Exercise | Once you have read the records, output them exactly.

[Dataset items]

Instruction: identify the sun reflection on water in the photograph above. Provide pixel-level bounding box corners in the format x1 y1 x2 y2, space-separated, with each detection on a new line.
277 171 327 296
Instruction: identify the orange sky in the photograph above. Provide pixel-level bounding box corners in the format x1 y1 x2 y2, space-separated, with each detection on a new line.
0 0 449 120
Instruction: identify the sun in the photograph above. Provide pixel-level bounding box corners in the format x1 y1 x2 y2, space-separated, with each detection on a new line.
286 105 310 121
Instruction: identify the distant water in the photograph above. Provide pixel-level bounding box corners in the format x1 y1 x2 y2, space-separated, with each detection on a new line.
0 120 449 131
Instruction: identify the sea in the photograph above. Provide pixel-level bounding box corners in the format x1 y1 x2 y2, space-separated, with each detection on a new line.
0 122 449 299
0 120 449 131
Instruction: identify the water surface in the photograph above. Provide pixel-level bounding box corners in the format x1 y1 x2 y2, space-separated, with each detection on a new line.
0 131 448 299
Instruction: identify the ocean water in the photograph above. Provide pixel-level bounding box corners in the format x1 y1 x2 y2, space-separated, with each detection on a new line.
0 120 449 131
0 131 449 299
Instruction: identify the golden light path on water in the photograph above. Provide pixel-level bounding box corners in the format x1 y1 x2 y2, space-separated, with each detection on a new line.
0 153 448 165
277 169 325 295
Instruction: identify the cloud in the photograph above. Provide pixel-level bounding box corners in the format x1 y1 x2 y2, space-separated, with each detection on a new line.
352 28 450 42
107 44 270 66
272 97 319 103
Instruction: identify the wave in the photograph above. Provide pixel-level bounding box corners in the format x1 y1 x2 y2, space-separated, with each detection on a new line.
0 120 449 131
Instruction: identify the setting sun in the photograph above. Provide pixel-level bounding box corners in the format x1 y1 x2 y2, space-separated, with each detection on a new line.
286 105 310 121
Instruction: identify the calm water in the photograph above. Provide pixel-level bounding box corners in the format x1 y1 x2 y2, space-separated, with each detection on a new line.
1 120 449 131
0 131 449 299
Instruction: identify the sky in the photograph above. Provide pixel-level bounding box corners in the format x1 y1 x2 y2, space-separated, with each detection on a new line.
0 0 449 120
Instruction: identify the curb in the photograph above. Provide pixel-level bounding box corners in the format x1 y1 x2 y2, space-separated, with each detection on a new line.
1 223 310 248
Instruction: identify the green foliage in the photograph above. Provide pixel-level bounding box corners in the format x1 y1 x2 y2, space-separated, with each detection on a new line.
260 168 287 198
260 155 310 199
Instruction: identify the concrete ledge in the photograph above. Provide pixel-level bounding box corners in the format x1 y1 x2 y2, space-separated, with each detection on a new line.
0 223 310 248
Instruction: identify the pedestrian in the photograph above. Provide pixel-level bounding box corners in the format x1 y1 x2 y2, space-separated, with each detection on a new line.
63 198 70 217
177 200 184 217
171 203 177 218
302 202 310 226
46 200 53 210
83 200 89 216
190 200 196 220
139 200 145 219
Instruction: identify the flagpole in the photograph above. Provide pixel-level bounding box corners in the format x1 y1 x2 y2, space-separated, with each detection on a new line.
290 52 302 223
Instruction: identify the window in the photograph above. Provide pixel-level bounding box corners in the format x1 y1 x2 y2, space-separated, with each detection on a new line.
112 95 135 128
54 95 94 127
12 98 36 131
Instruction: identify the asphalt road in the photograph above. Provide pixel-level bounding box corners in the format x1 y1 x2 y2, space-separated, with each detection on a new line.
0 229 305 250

Answer |
Instruction: identify the sun reflection on water in the photograph above. Provide pixel-level bounding box corners in the format x1 y1 x2 y2, space-separated, with each detection on a new line.
277 171 327 296
Instruction: identify the orange sky in the photograph above. Provide pixel-level bounding box corners in the format x1 y1 x2 y2, space-separated, with each detection on a new line.
0 0 449 120
Instruction: identify the sun in the photograph above. Provide pixel-level bounding box corners in the format x1 y1 x2 y2, space-separated, with each detection on a new line.
286 105 310 121
Instruction: identify the distant water in the photograph above. Provide pixel-level bounding box corners in the format x1 y1 x2 y2, space-separated, with each detection on a new line.
0 120 449 131
Instruction: identify the sea in the photograph above. Provide pixel-level bounding box corners in the format x1 y1 x2 y2, space-separated, with each detection on a new line.
0 122 449 299
0 120 449 131
Instruction: identify the water surface in the photograph above. Provide pixel-level bounding box corners in the format x1 y1 x2 y2, space-separated, with each detection on a new line.
0 131 448 299
Instruction: identify the ocean water in the photograph above. Provide pixel-level bounding box corners in the format x1 y1 x2 y2, space-separated, with each detection on a new line.
0 120 449 131
0 131 449 299
Instruction: identify the golden light path on water in the photograph above. Provide pixel-level bounding box corners in the format x1 y1 x2 y2, space-separated, with each detection on a new line.
0 153 448 165
277 169 325 295
Instruction: identify the cloud in the photograph above. Provide pixel-level bounding box corners in the format x1 y1 x2 y2, space-separated, with each detection on a new line.
352 28 450 42
107 44 270 66
272 97 319 103
Instruction: identify the wave in the photograph above. Provide pixel-level bounding box corners in the format x1 y1 x2 y2, space-separated, with each detection on a new line.
0 120 449 131
Instruction: identify the setting sun in the photograph above. Provide pixel-level bounding box corners in the format x1 y1 x2 y2, space-separated, with each detection on a new line.
286 105 310 121
Instruction: identify the calm water in the photograph above. Provide pixel-level bounding box corners in the format x1 y1 x2 y2, space-separated, with each detection on a new line.
1 120 449 131
0 131 449 299
Instruction: identify the sky in the photograph above. Provide pixel-level bounding box corners in the format x1 y1 x2 y2, space-separated, with each detection on a new line.
0 0 449 120
Instruction: identify the curb in the photograph above. Provide pixel-level bounding box corners in the format x1 y1 x2 y2, space-separated, with each detection on a new line.
1 223 310 248
Instruction: identify the green foliage in the photograph above. Provide pixel-level bounding box corners in the format x1 y1 x2 y2, space-separated, with each detection on a new line.
260 168 287 198
260 155 310 199
Instruction: identify the concrete ledge in the photograph above. Provide pixel-level bounding box corners in the format x1 y1 x2 y2, space-separated, with each detection on a new line.
0 223 310 248
Instruction: identify the pedestrian in the photograph above. Provide pixel-level bounding box corners in the format x1 y1 x2 y2, space-separated, with each detection on a new line.
63 198 70 217
177 200 184 217
171 203 177 218
302 202 310 226
46 200 53 210
83 200 89 216
190 200 196 220
139 200 145 219
Instruction: identify the flagpole in the photograph above. Provide pixel-level bounding box corners in the format x1 y1 x2 y2, space-separated, with each detection on a new line.
290 52 302 223
Instruction: identify the window in the photograph above. Provide pixel-level bounding box corners in the format x1 y1 x2 y2, space-separated, with each detection on a new line.
112 95 135 128
54 95 94 127
12 98 36 131
Instruction: identify the asphalt road in the photograph above. Provide pixel-level bounding box corners in the format x1 y1 x2 y2, space-separated, with each detection on a new line.
0 229 305 250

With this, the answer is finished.